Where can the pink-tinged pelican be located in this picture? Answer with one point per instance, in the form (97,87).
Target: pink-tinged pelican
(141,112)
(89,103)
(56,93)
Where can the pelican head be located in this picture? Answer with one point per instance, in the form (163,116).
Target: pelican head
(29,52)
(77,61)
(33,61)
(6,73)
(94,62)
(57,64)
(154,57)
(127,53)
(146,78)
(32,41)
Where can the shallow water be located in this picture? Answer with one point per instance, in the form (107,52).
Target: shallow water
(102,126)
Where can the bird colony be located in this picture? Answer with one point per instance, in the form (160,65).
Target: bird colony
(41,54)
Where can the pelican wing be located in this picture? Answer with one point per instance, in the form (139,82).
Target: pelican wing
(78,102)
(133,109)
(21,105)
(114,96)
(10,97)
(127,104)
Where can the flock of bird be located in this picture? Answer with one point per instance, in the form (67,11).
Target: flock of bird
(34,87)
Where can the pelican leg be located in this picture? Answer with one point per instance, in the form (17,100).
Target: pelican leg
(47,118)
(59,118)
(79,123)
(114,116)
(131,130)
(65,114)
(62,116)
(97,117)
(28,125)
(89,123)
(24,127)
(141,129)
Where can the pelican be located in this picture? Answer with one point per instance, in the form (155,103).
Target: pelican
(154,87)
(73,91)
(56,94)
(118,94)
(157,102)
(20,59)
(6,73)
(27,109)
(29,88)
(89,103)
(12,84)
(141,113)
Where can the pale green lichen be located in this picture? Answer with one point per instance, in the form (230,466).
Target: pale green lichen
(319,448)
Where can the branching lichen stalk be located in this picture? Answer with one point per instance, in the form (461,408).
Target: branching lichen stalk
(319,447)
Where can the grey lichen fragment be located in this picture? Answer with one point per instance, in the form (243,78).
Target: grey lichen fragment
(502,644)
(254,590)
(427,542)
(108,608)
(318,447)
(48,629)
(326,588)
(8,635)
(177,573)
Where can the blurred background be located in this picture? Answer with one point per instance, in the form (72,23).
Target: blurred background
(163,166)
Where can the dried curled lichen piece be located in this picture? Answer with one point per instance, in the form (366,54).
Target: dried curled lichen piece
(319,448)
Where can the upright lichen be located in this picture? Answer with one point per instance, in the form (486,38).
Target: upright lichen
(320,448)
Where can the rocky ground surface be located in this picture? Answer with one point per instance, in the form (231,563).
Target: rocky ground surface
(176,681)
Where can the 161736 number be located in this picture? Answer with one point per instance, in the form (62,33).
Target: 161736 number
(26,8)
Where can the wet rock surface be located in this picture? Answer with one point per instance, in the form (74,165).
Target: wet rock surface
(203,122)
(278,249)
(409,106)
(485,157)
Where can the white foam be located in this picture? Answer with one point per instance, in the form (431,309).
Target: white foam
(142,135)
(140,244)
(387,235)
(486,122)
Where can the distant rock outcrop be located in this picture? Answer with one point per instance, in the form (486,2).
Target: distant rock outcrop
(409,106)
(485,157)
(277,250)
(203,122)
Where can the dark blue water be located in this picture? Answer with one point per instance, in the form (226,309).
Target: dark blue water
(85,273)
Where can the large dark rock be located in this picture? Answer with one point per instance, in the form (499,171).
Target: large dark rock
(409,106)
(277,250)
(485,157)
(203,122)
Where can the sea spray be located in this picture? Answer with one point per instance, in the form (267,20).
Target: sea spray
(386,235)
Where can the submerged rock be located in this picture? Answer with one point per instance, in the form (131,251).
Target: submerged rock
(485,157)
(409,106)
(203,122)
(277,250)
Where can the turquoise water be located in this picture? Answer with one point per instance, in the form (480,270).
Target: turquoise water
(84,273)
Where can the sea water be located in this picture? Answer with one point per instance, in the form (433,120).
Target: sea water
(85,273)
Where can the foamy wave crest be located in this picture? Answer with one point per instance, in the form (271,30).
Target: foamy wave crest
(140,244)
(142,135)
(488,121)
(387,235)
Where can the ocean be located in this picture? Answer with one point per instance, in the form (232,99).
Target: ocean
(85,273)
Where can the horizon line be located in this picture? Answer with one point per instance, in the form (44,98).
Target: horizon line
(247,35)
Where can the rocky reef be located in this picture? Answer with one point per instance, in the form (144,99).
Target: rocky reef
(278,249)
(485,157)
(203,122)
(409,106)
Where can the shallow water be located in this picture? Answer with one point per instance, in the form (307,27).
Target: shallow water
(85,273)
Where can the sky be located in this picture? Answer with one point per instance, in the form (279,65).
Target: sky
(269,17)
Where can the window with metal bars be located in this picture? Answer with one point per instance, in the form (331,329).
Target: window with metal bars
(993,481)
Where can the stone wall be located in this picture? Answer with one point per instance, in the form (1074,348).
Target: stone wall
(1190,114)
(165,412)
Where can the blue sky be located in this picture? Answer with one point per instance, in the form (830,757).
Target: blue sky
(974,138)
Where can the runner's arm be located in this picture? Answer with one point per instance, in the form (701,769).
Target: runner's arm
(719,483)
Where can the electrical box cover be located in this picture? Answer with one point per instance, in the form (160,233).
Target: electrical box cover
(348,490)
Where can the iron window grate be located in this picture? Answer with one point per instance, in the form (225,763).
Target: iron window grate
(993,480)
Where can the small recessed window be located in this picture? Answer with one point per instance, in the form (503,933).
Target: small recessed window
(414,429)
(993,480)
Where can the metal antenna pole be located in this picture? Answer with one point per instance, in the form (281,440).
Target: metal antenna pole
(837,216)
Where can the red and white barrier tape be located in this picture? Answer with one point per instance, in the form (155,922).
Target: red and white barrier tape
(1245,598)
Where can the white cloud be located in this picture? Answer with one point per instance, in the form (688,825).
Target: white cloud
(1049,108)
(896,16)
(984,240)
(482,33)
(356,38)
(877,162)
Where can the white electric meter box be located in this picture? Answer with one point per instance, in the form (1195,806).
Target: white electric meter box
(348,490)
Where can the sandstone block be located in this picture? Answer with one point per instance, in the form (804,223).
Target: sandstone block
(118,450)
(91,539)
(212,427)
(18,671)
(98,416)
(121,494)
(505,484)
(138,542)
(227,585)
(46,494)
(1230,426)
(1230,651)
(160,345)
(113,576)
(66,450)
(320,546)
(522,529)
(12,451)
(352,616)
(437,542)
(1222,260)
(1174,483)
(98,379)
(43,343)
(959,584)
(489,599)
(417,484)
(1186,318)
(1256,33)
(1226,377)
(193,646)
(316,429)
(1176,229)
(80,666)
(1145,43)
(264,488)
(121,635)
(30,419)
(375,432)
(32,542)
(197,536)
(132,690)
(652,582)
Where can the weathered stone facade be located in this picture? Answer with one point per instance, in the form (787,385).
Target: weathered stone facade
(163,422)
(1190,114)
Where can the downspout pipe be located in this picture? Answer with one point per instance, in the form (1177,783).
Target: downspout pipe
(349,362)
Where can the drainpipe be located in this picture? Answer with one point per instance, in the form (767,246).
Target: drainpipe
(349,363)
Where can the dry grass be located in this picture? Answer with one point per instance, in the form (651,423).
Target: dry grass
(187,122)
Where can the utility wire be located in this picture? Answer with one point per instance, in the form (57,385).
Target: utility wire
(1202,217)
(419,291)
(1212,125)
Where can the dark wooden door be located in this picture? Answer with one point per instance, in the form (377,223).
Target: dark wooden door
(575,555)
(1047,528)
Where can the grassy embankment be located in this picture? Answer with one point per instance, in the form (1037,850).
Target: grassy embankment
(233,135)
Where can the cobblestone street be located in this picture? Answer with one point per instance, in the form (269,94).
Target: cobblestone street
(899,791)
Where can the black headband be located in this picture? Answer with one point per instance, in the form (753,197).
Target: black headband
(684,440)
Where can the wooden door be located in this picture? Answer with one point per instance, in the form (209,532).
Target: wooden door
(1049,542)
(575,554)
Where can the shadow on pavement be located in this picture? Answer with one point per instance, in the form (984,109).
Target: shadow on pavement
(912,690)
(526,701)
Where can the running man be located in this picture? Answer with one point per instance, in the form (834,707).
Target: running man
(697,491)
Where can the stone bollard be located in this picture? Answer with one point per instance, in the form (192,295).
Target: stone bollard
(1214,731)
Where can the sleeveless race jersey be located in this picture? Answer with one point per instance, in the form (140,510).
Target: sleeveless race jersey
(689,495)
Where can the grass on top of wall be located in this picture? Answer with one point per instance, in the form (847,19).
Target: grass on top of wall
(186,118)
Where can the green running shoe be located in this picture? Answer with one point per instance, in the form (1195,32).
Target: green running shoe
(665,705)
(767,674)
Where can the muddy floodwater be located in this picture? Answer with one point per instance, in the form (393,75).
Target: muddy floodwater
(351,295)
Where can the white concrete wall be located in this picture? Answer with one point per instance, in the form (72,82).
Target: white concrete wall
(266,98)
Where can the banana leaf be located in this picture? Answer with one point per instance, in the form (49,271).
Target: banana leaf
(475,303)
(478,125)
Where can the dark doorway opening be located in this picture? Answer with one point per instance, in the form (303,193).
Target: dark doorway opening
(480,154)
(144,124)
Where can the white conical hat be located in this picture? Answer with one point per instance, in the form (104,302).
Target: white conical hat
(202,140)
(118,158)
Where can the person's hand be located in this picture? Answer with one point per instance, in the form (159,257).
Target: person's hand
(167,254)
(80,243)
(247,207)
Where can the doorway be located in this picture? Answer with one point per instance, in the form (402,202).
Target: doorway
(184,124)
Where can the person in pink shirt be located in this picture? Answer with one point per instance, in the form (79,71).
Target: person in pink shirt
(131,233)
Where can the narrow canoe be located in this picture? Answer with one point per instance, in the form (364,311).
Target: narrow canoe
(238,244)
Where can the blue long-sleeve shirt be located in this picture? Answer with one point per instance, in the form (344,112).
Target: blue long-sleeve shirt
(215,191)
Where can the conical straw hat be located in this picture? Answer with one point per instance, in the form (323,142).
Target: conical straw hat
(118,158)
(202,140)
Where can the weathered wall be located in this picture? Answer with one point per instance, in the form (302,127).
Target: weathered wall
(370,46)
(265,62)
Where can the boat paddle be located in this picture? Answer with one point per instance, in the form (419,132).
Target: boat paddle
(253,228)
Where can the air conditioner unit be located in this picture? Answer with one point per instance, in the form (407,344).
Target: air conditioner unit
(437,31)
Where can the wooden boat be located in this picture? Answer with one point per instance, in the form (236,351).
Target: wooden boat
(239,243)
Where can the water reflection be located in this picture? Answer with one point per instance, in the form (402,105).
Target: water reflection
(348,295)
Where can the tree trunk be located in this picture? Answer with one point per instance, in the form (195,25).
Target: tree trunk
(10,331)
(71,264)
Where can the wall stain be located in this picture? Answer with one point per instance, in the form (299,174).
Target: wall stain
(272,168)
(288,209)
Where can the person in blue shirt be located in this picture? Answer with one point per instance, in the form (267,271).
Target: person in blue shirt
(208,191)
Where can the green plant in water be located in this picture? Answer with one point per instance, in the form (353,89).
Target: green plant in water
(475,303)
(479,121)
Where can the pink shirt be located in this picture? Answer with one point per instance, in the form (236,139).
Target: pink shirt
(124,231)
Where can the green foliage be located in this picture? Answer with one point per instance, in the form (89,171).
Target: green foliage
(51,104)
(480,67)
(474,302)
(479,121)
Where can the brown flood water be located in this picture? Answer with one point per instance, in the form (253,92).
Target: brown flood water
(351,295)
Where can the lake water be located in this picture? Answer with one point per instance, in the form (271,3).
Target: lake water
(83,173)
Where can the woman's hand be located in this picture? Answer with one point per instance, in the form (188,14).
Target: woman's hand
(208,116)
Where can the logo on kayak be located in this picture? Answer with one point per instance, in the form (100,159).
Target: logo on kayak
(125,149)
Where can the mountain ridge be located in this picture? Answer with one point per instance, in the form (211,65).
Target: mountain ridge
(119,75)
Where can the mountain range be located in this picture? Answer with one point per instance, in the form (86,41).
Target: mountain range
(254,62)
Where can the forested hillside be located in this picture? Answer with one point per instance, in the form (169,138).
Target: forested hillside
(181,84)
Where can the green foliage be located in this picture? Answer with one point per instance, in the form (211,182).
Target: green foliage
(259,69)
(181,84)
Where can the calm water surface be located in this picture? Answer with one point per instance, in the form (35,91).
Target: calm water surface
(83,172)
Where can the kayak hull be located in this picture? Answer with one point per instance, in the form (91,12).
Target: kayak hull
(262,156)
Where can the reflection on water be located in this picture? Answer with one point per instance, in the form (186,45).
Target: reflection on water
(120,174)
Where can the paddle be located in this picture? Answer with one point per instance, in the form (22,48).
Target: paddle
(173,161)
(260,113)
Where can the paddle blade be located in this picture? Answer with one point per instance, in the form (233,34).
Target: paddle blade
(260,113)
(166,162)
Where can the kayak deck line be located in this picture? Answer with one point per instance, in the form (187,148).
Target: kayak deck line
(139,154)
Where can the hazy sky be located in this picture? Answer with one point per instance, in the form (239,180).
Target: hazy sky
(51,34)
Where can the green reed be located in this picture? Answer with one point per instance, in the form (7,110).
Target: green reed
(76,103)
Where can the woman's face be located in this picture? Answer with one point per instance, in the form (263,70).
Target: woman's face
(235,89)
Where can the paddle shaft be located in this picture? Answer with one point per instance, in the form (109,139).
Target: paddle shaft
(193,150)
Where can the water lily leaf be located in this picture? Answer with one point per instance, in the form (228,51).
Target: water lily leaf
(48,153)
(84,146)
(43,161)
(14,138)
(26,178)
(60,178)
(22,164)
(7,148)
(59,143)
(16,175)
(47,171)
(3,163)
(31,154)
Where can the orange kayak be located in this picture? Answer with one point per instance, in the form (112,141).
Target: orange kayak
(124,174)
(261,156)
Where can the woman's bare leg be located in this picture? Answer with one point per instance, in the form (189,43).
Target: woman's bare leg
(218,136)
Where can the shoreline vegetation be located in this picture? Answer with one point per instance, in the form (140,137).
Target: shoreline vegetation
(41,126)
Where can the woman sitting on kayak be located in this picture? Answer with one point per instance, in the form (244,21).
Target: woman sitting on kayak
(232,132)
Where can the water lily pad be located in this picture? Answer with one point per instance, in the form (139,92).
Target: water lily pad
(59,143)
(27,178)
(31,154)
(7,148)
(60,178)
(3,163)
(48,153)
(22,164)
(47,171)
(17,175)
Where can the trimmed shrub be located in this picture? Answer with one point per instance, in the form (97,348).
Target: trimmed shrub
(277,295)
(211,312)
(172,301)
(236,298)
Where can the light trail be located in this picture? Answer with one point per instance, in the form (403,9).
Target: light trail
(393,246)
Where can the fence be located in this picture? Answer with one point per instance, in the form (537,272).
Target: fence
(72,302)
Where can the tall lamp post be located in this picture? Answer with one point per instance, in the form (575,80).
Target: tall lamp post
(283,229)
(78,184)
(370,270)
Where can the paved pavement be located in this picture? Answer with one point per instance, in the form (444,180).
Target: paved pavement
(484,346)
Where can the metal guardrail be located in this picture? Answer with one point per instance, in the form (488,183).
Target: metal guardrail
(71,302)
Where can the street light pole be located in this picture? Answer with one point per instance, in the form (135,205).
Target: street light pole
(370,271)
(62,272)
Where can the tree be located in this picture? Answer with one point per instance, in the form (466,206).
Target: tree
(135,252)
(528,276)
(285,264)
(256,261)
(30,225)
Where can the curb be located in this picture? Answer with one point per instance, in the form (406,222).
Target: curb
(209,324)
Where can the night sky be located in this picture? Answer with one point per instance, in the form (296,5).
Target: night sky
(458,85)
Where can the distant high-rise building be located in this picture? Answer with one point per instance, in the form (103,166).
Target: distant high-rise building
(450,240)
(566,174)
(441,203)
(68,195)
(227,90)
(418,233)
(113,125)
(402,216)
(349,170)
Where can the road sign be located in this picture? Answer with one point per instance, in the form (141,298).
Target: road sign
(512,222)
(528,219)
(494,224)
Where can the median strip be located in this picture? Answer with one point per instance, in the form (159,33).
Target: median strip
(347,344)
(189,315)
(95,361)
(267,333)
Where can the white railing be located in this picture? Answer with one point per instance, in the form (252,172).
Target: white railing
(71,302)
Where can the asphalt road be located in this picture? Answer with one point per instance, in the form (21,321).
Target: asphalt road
##########
> [EXERCISE BRIEF]: Exactly how many lines in the data above contain the word "asphalt"? Respond with the number and nothing more.

> [RESULT OF THE TASK]: 2